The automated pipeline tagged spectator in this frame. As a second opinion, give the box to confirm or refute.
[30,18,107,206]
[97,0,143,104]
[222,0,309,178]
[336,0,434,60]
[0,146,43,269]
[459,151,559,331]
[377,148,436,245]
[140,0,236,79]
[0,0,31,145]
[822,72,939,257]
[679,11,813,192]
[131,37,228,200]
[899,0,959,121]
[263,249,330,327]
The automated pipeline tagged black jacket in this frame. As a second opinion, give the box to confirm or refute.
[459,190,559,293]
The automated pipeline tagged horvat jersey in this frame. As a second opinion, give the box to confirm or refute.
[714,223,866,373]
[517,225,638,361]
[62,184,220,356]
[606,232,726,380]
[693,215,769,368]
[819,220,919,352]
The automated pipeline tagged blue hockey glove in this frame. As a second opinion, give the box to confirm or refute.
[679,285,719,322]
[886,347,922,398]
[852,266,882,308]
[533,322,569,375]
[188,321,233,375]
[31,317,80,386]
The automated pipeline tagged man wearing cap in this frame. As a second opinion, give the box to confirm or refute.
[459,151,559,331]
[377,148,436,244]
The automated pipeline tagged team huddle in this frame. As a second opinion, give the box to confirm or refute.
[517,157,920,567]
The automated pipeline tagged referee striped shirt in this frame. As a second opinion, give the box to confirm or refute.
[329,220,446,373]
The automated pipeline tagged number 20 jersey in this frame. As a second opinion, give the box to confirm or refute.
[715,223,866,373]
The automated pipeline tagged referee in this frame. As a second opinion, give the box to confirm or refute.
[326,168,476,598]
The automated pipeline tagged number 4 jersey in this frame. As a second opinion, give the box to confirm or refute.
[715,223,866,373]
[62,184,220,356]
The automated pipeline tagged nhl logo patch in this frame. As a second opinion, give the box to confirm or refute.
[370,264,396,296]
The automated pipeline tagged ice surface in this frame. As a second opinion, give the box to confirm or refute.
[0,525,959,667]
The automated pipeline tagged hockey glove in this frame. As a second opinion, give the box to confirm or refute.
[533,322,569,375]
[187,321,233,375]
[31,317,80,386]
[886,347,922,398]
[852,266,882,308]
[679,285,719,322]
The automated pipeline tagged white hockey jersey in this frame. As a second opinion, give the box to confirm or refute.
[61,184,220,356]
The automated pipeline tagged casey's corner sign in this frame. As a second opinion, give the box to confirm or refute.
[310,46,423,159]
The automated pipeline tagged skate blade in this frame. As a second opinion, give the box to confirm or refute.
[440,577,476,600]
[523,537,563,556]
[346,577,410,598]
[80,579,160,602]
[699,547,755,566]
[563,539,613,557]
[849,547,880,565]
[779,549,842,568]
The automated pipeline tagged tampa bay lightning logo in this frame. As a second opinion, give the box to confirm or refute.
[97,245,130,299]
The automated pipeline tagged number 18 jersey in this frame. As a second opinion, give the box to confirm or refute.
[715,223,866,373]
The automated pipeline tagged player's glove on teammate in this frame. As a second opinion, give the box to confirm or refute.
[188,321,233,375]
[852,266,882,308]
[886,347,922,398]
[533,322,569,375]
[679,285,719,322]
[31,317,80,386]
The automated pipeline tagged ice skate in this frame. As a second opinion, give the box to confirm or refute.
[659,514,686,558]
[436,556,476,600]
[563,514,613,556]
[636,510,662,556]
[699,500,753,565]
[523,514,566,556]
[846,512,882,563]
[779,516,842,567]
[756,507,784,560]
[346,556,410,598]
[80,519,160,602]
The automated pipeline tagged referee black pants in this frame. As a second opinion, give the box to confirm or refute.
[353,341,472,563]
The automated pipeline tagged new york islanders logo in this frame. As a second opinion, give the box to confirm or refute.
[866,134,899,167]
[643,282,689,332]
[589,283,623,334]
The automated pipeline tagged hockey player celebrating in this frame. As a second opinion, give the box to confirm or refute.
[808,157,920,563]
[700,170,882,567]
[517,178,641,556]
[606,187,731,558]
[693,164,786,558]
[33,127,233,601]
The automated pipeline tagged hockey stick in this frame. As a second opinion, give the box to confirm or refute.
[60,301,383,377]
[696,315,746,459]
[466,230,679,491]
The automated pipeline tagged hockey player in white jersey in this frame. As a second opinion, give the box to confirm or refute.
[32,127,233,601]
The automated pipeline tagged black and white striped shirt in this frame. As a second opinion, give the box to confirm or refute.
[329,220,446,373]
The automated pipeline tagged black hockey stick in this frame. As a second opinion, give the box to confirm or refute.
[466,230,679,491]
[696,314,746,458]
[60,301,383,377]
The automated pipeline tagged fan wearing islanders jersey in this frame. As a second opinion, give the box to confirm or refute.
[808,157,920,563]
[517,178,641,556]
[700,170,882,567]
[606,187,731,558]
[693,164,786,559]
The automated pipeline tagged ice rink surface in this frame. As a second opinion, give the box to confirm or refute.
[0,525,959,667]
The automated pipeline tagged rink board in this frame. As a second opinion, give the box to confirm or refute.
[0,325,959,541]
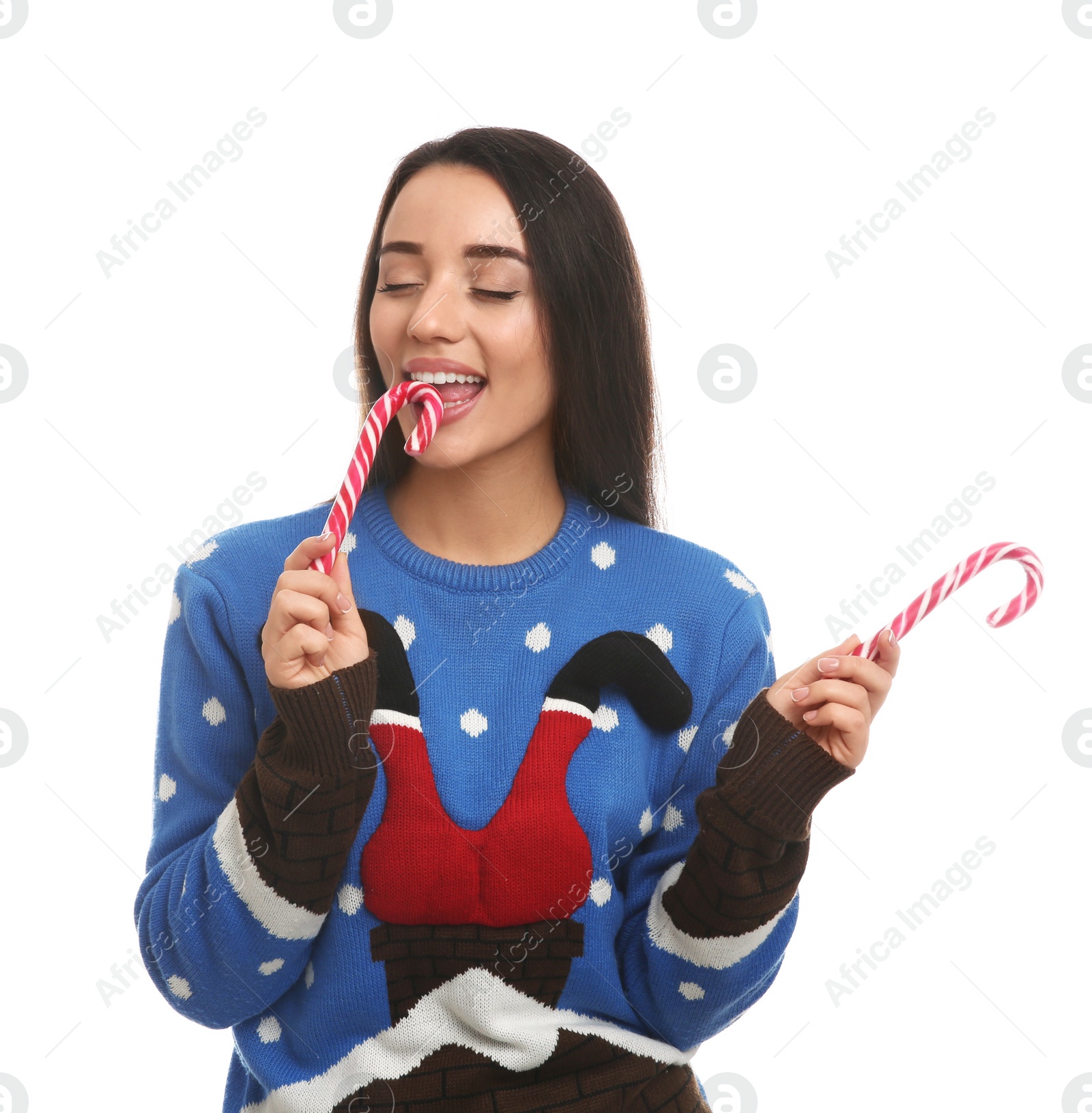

__________________________________________________

Copy the lines starting with the one containing "The automated pipeline tagged new" and going on through the one containing "[589,283,623,334]", both included, with no changes.

## [Full response]
The automated pipeline tagged new york islanders logo in this frame. As a second opinion, give the box to confirm or refute.
[866,134,899,167]
[643,282,689,332]
[589,283,623,334]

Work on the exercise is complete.